#### Aufgaben
1. Zitiere aus dem Textauszug wörtlich die Stelle, die mit den Worten „Als ich am ersten“ beginnt und nach „es nicht beschreiben.“ endet.
2. Aus welcher Stadt kommt laut Textauszug der RIAS-Fellow, der den Vergleich mit dem Mauerfall zieht?
3. Nenne alle Städte- und Ländernamen, die im Textauszug vorkommen.

#### Textauszug
- - - - - - -
Als ich am ersten Tag nach meiner Ankunft den Super arget in Durham betrete, wird mir sofort klar, was es bedeutet, im Land der unbegrenzten Möglichkeiten zu sein. Es ist meine erste Reise in die USA. Der Supermarkt hat sonntags geöffnet. Die Auswahl an Lebensmitteln scheint unendlich, Regale mit Chips sind kilometerlang. Es fällt mir schwer, mich zu entscheiden. Einer der RIAS-Fellows aus Köln sagt später einmal, im „Grocery” fühle er sich wie ein Ostdeutscher kurz nach Mauerfall und Grenzöffnung. Treffender kann man es nicht beschreiben.
- - - - - - -
#### Erfasste Daten
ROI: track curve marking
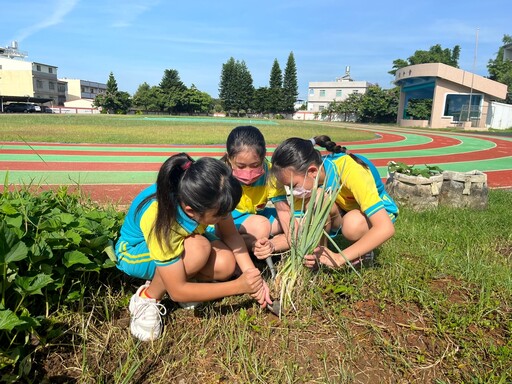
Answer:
[0,124,512,203]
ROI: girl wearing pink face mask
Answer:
[221,126,290,259]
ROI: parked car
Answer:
[4,103,41,113]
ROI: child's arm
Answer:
[217,215,272,307]
[304,209,395,268]
[157,260,264,302]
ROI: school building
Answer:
[395,63,512,130]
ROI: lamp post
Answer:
[467,28,479,121]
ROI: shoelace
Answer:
[133,303,167,318]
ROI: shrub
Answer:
[0,187,122,382]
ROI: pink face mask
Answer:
[233,167,265,185]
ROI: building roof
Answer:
[0,95,52,103]
[395,63,507,99]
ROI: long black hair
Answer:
[271,135,368,175]
[221,125,267,163]
[137,153,242,252]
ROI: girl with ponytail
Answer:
[115,153,271,341]
[272,136,398,268]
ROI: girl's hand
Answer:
[251,281,272,308]
[253,237,274,260]
[304,246,344,269]
[237,268,266,296]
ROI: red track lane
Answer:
[372,137,512,167]
[7,167,512,205]
[0,135,461,163]
[2,135,506,172]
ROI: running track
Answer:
[0,124,512,204]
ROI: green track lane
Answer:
[0,171,158,185]
[377,157,512,177]
[364,136,496,159]
[0,144,224,153]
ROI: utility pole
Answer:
[466,28,480,121]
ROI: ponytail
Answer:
[137,153,242,249]
[311,135,368,169]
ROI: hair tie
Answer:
[181,160,192,171]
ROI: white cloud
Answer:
[108,0,160,28]
[16,0,79,42]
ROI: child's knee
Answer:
[183,235,212,259]
[341,213,370,241]
[243,215,271,239]
[214,249,236,281]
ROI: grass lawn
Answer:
[0,114,375,144]
[19,190,512,383]
[0,115,512,384]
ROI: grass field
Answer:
[0,114,374,144]
[0,115,512,384]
- - - - - - -
#### Lösungen
1.
Als ich am ersten Tag nach meiner Ankunft den Super arget in Durham betrete, wird mir sofort klar, was es bedeutet, im Land der unbegrenzten Möglichkeiten zu sein. Es ist meine erste Reise in die USA. Der Supermarkt hat sonntags geöffnet. Die Auswahl an Lebensmitteln scheint unendlich, Regale mit Chips sind kilometerlang. Es fällt mir schwer, mich zu entscheiden. Einer der RIAS-Fellows aus Köln sagt später einmal, im „Grocery” fühle er sich wie ein Ostdeutscher kurz nach Mauerfall und Grenzöffnung. Treffender kann man es nicht beschreiben.

2. Aus Köln.

3. Durham, USA, Köln